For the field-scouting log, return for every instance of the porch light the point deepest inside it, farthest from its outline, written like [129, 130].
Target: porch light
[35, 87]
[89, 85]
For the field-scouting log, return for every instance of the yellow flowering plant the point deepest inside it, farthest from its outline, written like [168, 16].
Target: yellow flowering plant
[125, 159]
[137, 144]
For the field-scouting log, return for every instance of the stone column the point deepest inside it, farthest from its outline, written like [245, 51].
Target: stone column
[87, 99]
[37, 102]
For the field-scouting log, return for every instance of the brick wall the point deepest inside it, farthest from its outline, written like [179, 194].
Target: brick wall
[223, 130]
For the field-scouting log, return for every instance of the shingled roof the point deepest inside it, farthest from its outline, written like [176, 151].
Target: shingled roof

## Task to complete
Which lines in the listing have the string "instance"? Pick them out and copy them.

## Solution to the exercise
For the field-scouting log, return for every instance of the porch light the point deepest inside it, farthest from its outline, written like [129, 130].
For the field-scouting log, return for every instance of the yellow flowering plant the point deepest inside it, farthest from its outline, written like [168, 16].
For the field-scouting log, return for every instance of the stone column the point deepest inside it, farthest from its outline, written like [245, 51].
For the field-scouting log, return for every instance of the brick wall the point deepest inside it, farthest from its outline, written like [179, 194].
For the field-scouting log, return for every instance of the shingled roof the point deepest inside it, farthest from its outline, written like [176, 151].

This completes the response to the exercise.